[begin Extract]

All posts by K Wilde

A dangerous optimist. Wife to a stark realist. Writer and public health consultant. Mom of four kids. Lover of truth, beauty and Jesus.

What Makes You Stronger Will Kill You

Well, hello! It’s been waaaay too long. How are you? How are the kids?  We’re ok over here. A quick summary of the last 3.75 years:

  • We have a whole other person in our family (Leo! A boy! Who knew we could make those?!)
  • We own a minivan 😱😱
  • I now feel naked if I don’t use the Oxford comma (WHO EVEN AM I?!?)
  • Oh and I am a different person. Dramatically. Profoundly. Changed. 

I believe this is true of everyone, by the way. I heard a quote a couple years ago. I don’t remember who said it or the exact wording, but the concept stuck.

Every time you reconnect with someone after a time away, remember: They are a different person. This is true whether it’s been an hour, a day, a year, or a decade. Every single experience changes and reshapes our brain, our bodies, us.

One sunshiny morning not long ago, I found myself staring into the mirror, unrecognizable. Disillusioned, cynical, broken, and depressed. I was totally disoriented. 

Over the past couple of years, I realized that alongside my other weird personality traits, I am an Enneagram type 7.* This means that I protect myself with optimism. I am so terrified of being stuck in the negative, that I refuse to let myself actually experience the feelings of pain.

[end Extract]

Problem set>
A – Why, according to the blog post, is someone a different person each time you reconnect with them? Answer in one to three sentences.
B – Carry on the blog post from its last sentence.
None of these items are needed.

[begin Records shown]

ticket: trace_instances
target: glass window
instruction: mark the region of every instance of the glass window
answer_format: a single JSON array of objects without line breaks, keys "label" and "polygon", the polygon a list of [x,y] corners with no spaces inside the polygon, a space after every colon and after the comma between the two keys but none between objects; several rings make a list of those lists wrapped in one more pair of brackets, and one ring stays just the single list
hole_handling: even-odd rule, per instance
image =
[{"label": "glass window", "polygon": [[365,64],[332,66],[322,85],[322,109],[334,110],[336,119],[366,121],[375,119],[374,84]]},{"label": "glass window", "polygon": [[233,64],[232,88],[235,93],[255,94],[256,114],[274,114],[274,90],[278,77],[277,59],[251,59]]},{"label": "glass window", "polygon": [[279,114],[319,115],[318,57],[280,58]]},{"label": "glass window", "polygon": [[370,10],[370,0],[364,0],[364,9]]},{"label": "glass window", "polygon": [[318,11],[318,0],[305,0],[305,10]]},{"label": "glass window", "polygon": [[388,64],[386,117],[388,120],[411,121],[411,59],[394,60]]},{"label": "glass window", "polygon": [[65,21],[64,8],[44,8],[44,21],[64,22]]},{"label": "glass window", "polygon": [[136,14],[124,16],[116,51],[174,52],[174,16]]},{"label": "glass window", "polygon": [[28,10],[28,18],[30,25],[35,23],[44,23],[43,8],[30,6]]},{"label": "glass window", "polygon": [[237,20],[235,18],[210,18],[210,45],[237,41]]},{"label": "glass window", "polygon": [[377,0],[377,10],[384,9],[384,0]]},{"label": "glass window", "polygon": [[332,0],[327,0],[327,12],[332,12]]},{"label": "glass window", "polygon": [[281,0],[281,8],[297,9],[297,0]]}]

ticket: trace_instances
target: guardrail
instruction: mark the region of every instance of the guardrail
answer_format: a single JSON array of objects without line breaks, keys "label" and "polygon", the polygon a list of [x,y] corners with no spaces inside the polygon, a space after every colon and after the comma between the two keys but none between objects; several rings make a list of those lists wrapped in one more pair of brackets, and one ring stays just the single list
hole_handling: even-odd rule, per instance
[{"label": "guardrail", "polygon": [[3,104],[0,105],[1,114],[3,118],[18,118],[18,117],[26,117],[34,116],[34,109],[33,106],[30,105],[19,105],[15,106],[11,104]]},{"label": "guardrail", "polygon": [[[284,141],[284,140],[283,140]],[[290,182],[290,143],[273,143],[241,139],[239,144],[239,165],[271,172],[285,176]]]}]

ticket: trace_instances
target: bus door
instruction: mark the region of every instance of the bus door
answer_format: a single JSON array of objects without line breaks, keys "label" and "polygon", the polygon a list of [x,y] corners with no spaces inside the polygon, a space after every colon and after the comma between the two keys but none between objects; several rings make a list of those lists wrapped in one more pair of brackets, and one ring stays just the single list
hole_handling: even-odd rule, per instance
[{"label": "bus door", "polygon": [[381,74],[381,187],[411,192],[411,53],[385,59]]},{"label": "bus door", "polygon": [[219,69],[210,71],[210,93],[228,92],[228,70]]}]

[end Records shown]

The responses>
A – Every single experience changes and reshapes our brain, our bodies, and us. That is why it holds true whether the time apart was an hour, a day, a year, or a decade.

B –
Several years ago, I finally conceded that pain is an unavoidable part of life. I vowed to confront and alleviate pain. Yay me! Growth! But, stepping into pain does not mean acknowledging that it hurts. Confronting pain is not the same as healing from it. 

Instead of mourning and processing pain, I defensively give it a positive spin. Our microwave died? Extra cabinet space! Can’t make it to the birthing bed before the baby’s head pops out? What a great quad workout! When pain and heartache comes hurtling at me in a shower of spears, I automatically rip out that spear lodged in my shoulder, karate chop it into firewood, and turn it into a warm little campfire in the woods. Voila! Instant protection from the dark and cold.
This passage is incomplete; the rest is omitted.